Brano da leggere:
----
De Pare en fi -Santo Lucio de Coumboscuro 23 agosto 2025

Lettura: “Tu sis peiro, mi siu rocio”, la tradizione degli acciugai narratori.

Lettura: da “Storie di Codighiu”: “La Belo dai cavej d’or”.

” Da sempre io so che io sono di Codighiu, quello è il mio posto, vengo di là. La borgata Ghio di Dronero si trova in Valle Maira a 1240 mt. Mi sono chiesta mille volte: perchè non sento, ad esempio, di venire dal paese di madre, nel Roero? Come sia andata, non lo so, ma certo è che il mio imprinting è di lassù.
Codighiu è una borgata abitata fino agli anni ’30 da circa 230 persone, si è definitivamente spopolata negli anni ’70.
Gli abitanti maschi, montanari, dopo aver fatto un po’ di fieno, grano o segale, radunato legna per l’inverno, tolte le patate, dopo il 15 agosto scendevano a valle e divenivano acciugai.
Le donne rimanevano sole per 6-9 mesi l’anno, anche con la neve alta, ad accudire i bambini, i vecchi, i malati, a tenere unita la famiglia in assenza del padre e dei figli più grandi.
La mia famiglia, mi hanno insegnato ad esserne fiera fin da bambina, erano detti Achei de Rocio “Mi siu péiro, tu sis ròcio, eiro vien chi ch’ià la testo pì düro
E nella nostra famiglia, di generazione in generazione, si tramandava una sorta di compendio morale di regole, comportamenti, insegnamenti, moniti, codici contenuti in quelle che noi abbiamo sempre chiamato le Storie da Codighiu.
Le Storie da Codighiu venivano raccontate sia da donne che da uomini capaci di “incantare” chi ascoltava con una tecnica narrativa essenziale, ma ben precisa, costituita da modulazioni nel tono della voce, piccoli movimenti del volto e degli occhi, improvvisi scatti delle spalle: perché si stava seduti, sia chi raccontava che chi ascoltava.
Io non vivevo più a Codighiu, ci tornavo ogni fine settimana e poi un mese d’estate: il nonno Pinèt si era trasferito definitivamente ad Alba nel ‘38 quando la figlia Rita, colpita dalla poliomielite, dovette iniziare la prima elementare. La bambina non avrebbe potuto, con la sua gamba rigida, salire ogni giorno fino alla Parrocchia di Santa Margherita per andare a scuola: così il nonno portò ad Alba tutta la famiglia.
----
[Estratto da un dataset]
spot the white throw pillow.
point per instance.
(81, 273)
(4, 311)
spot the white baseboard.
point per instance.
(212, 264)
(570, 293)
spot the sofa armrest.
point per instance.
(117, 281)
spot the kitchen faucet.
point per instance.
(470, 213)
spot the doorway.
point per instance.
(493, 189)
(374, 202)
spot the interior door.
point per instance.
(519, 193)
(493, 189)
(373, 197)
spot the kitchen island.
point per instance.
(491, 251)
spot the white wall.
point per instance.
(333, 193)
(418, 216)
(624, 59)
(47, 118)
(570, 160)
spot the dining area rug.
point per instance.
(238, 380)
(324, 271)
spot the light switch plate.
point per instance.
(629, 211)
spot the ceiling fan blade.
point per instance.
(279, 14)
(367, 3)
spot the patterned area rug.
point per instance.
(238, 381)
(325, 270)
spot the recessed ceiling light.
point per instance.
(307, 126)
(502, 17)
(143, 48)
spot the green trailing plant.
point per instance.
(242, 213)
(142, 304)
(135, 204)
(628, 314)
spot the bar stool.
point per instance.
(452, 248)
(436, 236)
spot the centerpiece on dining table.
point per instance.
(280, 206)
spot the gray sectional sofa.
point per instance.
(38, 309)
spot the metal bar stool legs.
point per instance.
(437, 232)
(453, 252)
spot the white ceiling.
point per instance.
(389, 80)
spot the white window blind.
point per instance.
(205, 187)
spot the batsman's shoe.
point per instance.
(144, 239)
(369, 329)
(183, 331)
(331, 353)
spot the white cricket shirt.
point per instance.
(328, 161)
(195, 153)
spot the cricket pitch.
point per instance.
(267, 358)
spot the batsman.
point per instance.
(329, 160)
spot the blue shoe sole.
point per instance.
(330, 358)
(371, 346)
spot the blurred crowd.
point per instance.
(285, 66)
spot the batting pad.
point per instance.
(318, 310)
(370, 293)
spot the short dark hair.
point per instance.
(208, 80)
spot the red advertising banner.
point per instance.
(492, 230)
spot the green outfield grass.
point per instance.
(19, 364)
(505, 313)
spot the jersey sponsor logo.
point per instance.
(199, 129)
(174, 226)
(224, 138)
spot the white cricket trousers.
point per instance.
----
In cosa consiste:
Ripeti fedelmente il passo del brano su Codighiu che si apre con le parole “De Pare en fi” e si chiude con “e divenivano acciugai.”. Le voci sono materiale separato dal brano.

Risposta:
De Pare en fi -Santo Lucio de Coumboscuro 23 agosto 2025

Lettura: “Tu sis peiro, mi siu rocio”, la tradizione degli acciugai narratori.

Lettura: da “Storie di Codighiu”: “La Belo dai cavej d’or”.

” Da sempre io so che io sono di Codighiu, quello è il mio posto, vengo di là. La borgata Ghio di Dronero si trova in Valle Maira a 1240 mt. Mi sono chiesta mille volte: perchè non sento, ad esempio, di venire dal paese di madre, nel Roero? Come sia andata, non lo so, ma certo è che il mio imprinting è di lassù.
Codighiu è una borgata abitata fino agli anni ’30 da circa 230 persone, si è definitivamente spopolata negli anni ’70.
Gli abitanti maschi, montanari, dopo aver fatto un po’ di fieno, grano o segale, radunato legna per l’inverno, tolte le patate, dopo il 15 agosto scendevano a valle e divenivano acciugai.